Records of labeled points
——————————
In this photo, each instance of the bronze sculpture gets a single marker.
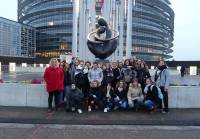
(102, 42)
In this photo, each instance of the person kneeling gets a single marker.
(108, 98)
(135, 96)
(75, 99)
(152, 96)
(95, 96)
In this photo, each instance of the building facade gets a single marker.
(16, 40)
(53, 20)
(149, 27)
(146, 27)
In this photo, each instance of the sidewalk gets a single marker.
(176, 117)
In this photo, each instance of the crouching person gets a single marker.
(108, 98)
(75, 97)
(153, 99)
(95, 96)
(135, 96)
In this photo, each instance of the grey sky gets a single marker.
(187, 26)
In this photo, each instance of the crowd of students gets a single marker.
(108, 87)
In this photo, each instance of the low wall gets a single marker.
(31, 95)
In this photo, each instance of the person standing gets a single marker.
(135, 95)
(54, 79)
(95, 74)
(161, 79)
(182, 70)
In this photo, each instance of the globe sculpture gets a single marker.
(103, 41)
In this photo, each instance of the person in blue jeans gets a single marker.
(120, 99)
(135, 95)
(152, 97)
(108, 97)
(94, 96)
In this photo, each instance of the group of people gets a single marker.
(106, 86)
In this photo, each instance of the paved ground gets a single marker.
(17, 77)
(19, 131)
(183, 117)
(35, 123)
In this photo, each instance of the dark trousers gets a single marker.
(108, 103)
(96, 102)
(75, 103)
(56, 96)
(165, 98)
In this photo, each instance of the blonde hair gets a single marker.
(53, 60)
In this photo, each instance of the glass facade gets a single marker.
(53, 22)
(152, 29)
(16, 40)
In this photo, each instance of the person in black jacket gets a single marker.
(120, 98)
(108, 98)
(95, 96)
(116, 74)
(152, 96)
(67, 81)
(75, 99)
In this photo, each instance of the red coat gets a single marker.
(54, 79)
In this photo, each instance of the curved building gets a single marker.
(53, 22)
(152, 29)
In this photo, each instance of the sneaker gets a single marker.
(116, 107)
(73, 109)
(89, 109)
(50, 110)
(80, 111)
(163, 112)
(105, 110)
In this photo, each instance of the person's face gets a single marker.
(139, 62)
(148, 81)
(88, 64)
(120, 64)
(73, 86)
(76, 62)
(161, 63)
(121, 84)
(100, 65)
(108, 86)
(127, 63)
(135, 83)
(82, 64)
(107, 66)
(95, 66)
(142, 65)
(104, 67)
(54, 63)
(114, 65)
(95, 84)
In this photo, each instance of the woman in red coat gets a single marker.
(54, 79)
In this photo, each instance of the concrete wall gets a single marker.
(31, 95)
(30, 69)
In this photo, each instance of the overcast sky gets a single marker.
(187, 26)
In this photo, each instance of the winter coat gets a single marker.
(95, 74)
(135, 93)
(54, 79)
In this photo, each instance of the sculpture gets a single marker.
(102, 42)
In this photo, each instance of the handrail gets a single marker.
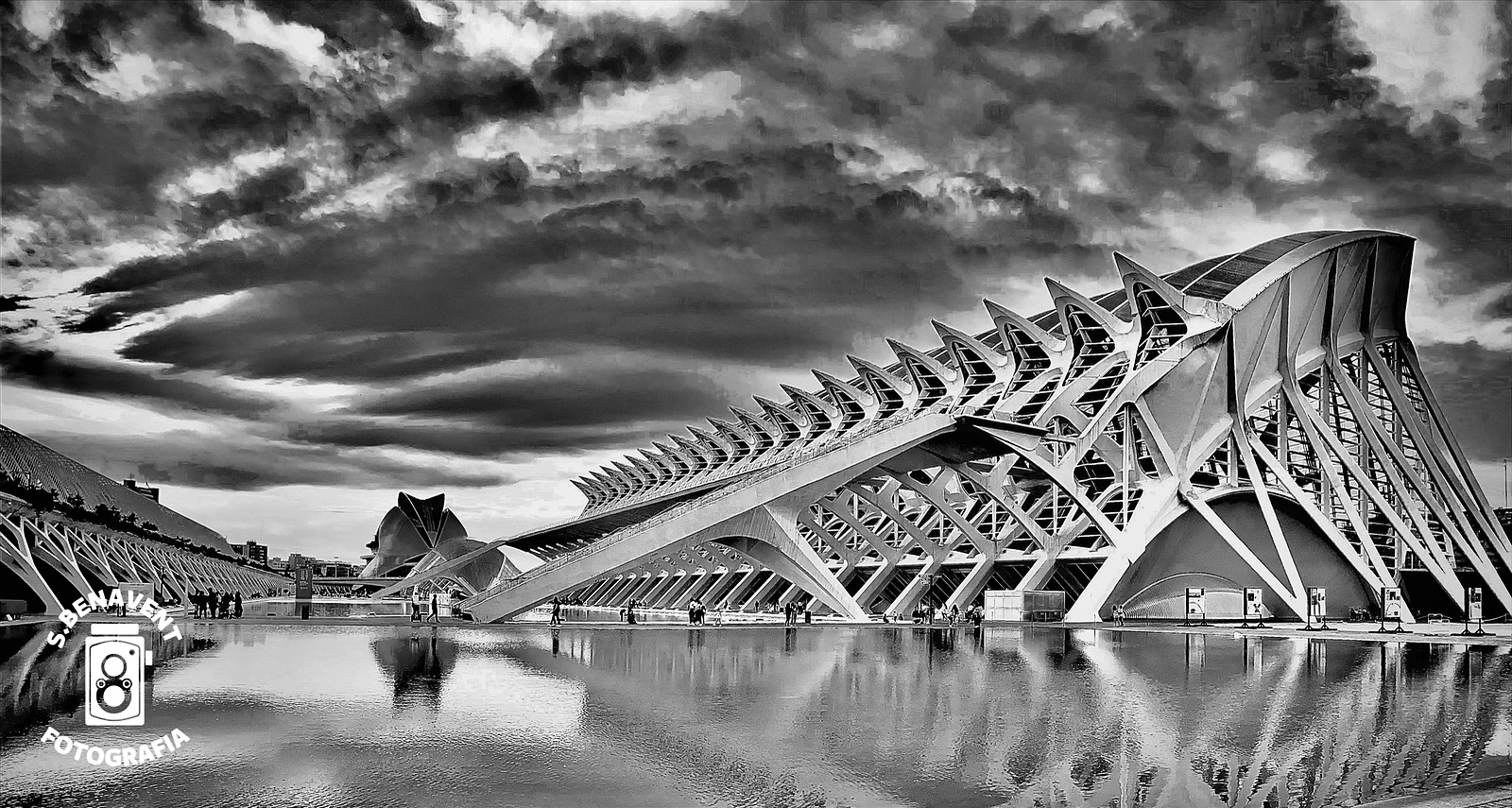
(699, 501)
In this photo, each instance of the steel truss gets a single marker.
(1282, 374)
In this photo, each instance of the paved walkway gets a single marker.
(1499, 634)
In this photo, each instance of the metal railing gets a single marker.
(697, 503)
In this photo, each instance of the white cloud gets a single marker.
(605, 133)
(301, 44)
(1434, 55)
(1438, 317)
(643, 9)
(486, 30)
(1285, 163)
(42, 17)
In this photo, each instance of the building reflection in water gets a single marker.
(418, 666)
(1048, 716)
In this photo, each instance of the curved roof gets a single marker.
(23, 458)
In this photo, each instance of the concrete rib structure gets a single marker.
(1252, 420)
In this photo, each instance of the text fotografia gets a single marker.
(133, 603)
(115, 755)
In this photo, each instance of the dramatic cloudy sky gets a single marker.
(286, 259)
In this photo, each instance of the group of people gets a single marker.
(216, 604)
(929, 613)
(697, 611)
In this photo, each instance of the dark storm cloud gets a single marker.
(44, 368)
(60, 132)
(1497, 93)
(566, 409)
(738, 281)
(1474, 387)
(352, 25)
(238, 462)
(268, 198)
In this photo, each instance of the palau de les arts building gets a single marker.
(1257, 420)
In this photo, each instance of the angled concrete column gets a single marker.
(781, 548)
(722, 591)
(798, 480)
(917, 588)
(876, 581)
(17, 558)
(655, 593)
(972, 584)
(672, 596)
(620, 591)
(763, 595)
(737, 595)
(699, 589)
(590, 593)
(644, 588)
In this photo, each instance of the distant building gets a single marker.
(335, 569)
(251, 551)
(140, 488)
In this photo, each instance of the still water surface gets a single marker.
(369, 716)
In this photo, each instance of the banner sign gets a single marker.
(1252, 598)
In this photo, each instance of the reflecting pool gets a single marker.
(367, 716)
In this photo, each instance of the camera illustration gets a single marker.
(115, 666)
——————————
The required output is the exact sequence of lines from the one containing "In this photo, each instance of the steel" through the end of the listing, both endpoints included.

In this photo, each instance of the steel truss gets a single marker.
(1282, 374)
In this photo, each instance of the paved walkway gets a single marker.
(1499, 634)
In this photo, each instance of the metal railing gets a single marker.
(697, 503)
In this photo, each instance of the white cloud gets a single marker.
(605, 133)
(301, 44)
(1434, 55)
(1438, 317)
(643, 9)
(486, 30)
(1285, 163)
(42, 17)
In this photo, each instance of the building reflection in water gets a single marker.
(418, 666)
(1048, 716)
In this photo, each instance of the curved roof gets a single marker.
(23, 458)
In this photo, each instance of the concrete rib structure gets a single marker.
(1252, 420)
In this photo, each instance of the text fotografia gets a single marker.
(133, 603)
(115, 755)
In this photo, each instance of the dramatic cloudy sky gets a single marker.
(286, 259)
In this photo, each instance of the group of people gets a single marker.
(216, 604)
(929, 613)
(697, 611)
In this photo, each instance of the dark storm cloud gets a single marker.
(44, 368)
(60, 132)
(1497, 93)
(566, 409)
(738, 281)
(1474, 387)
(352, 25)
(238, 462)
(268, 198)
In this photo, each instance of the palau de les arts building gets a single marker.
(1257, 420)
In this photo, each instance of the angled concrete column gets a single marker.
(781, 548)
(722, 591)
(798, 480)
(917, 588)
(876, 581)
(17, 558)
(655, 593)
(972, 584)
(672, 596)
(620, 591)
(763, 595)
(737, 595)
(699, 589)
(590, 593)
(644, 588)
In this photo, each instance of the distant building gets a single marker.
(335, 569)
(251, 551)
(140, 488)
In this photo, each instance of the still water surface gets a single marker.
(369, 716)
In this photo, each instance of the banner sign gets a single marker.
(1252, 598)
In this photo, each instance of the reflecting pool gets a single marker.
(367, 716)
In this photo, each instance of the camera illustration gets a single marker.
(115, 666)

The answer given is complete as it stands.